-- Directive 1 --
List every person mentioned by name in the passage about watching the Sterling Cooper episodes.
-- Directive 2 --
Write out the passage about watching the Sterling Cooper episodes word for word, starting at "I love the old" and ending at "slip straps slip.".
-- Directive 3 --
Extend the passage about watching the Sterling Cooper episodes from the point where it stops.

(Text)

Of course, it isn’t completely accurate.  Sterling Cooper’s staff discussed Marilyn Monroe’s death before they discussed the Bay of Pigs. (It’s possible that they discussed the Bay of Pigs sixteen months late because they had been busy at the office. And it’s possible I watched the episodes out of order. But I don’t think so.)

I love the old undergarments. It is so cool to see Big Girl panties (like I still wear) and a full slip. I wore a full slip until 1968. If you think your bra straps fall down a lot – you should see how slip straps slip.

My husband likes Joan’s breasts.

And he likes the old-fashioned ideals.

Like in the episode we watched last week. We have been able to catch up by watching two episodes in a row on Saturday nights. (That way we don’t miss “Pawn Stars.”) So we are now up to Season 5, and it’s 1966.  Sterling Cooper Whatever has taken out a stupid want ad in order to shame their competitors,and as a result, they have an office full of African-Americans applying for a job. So the company has shamed itself into taking the ad seriously. And they do. Roger informs all the applicants that they have a position open for a secretary, and so all the men can leave.

Yup, that’s Equal Opportunity.

And I remarked to my husband, “Remember when the jobs were listed in the paper under “Help Wanted-Male” and “Help Wanted-Female”?  I can’t believe I looked for a job that way and never realized how crazy it was.”

And he said, “It wasn’t crazy. There was nothing wrong with that.”

Trying to keep my face from becoming too purple, I took a breath and said, “Come on, how many jobs really require you to be a man or a woman?”

“Lots,” he said – just because he is going through his contradictory-ass phase. (I am hoping that he has only two more years in this phase, but I have heard from my mother it usually lasts for ten.)

“Name One,” I respond.

“Football Player.”

Oh yeah. The NFL always recruited via the Help Wanted ads.

(End Text)
(Records shown)

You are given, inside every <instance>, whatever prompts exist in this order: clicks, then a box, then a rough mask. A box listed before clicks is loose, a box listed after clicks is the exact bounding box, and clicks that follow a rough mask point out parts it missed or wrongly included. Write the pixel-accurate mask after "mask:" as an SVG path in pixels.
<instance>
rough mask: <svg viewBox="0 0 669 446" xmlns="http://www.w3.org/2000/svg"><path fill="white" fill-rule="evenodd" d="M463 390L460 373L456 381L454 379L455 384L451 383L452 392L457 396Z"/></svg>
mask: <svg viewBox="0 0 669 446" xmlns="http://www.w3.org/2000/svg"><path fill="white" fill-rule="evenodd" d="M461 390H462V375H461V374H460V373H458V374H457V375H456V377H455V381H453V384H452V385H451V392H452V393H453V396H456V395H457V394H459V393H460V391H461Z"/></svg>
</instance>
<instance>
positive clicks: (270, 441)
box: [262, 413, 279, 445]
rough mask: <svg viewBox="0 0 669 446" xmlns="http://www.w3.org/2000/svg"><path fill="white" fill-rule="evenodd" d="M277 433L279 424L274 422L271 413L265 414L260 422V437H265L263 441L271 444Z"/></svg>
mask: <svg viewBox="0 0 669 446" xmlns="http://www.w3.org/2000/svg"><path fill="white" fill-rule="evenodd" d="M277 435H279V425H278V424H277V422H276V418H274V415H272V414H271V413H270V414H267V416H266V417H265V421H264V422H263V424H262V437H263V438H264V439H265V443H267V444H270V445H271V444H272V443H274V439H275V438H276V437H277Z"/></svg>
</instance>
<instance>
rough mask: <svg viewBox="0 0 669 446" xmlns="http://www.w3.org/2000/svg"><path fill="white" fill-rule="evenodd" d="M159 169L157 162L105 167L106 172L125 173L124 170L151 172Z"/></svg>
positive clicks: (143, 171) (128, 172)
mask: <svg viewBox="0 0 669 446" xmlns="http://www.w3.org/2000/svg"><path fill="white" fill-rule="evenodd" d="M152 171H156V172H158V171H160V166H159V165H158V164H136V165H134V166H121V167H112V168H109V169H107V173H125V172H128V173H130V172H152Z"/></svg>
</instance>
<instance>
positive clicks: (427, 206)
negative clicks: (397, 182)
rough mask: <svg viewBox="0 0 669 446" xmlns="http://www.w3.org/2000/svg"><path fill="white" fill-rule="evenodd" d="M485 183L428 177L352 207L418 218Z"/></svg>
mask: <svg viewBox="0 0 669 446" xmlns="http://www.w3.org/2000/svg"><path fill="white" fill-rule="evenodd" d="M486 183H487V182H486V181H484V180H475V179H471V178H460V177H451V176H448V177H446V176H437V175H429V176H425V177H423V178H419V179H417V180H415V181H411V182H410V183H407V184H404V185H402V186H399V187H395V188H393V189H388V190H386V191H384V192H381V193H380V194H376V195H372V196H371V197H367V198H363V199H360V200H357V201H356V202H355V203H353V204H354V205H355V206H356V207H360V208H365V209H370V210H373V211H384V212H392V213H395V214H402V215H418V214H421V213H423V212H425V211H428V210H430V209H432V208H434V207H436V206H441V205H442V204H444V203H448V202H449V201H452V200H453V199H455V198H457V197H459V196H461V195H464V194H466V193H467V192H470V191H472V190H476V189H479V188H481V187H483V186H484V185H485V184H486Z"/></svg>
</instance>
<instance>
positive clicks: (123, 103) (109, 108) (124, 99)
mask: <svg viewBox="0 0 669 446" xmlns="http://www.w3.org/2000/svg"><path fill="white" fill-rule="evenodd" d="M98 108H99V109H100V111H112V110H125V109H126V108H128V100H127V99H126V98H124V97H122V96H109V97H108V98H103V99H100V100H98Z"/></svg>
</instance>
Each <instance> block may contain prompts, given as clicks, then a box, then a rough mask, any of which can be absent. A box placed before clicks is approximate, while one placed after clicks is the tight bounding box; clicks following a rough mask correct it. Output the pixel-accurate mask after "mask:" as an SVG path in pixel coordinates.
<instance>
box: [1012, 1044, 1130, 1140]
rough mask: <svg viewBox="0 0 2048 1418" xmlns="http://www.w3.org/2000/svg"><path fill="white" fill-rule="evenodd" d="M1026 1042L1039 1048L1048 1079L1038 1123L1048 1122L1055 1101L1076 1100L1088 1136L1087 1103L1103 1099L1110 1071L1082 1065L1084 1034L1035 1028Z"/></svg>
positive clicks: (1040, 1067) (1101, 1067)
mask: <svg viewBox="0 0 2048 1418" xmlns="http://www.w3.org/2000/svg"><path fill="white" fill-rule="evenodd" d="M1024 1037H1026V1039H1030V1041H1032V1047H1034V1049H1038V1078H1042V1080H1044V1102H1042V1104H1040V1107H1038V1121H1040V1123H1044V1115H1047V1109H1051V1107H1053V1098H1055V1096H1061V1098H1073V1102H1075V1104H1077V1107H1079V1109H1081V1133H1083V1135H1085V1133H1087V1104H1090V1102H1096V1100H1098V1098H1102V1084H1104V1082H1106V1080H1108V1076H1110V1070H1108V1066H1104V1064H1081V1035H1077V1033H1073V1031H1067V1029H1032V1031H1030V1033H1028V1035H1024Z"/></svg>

(End Records shown)

-- Your response 1 --
Marilyn Monroe, Joan, Roger

-- Your response 2 --
I love the old undergarments. It is so cool to see Big Girl panties (like I still wear) and a full slip. I wore a full slip until 1968. If you think your bra straps fall down a lot – you should see how slip straps slip.

-- Your response 3 --
help wanted male.jpg


  1. I still haven’t started watching the series. I guess I need to! Because I think we had one of those sculptures, too.


    • It always reminded me of those evil trees in The Wizard of Oz.


  2. MAybe I should watch Mad Men so I can see my Mother in law’s living room, too. It is a period room, circa 1962 or 63. No metal tree sculture, though! I guess she liked the look and never changed it….


    • My mother has framed figurines of leaping ballet dancers – antique white frames, pink dancers, black velvet background. She made them in ceramics class when I was around eight. I am 62. But they are as timely as they ever were.


  3. We just watched Mad Men this winter. Our library has the series, and waiting for the volumes to arrive in order is irritating. Maybe we’ll tackle it again soon. I did like it. I had forgotten how ubiquitous smoking used to be.


    • Everyone smoked. And apparenty drank at the office. I am not sorry that smoking has left the building. Sometimes I am sorry that drinking has.


  4. Wow…I had no idea that jobs were listed that way. I would be interested in seeing one of those help wanted ads so I can set fire to it.


    • You can safely assume that none of the good jobs were listed under “Help Wanted – Female”.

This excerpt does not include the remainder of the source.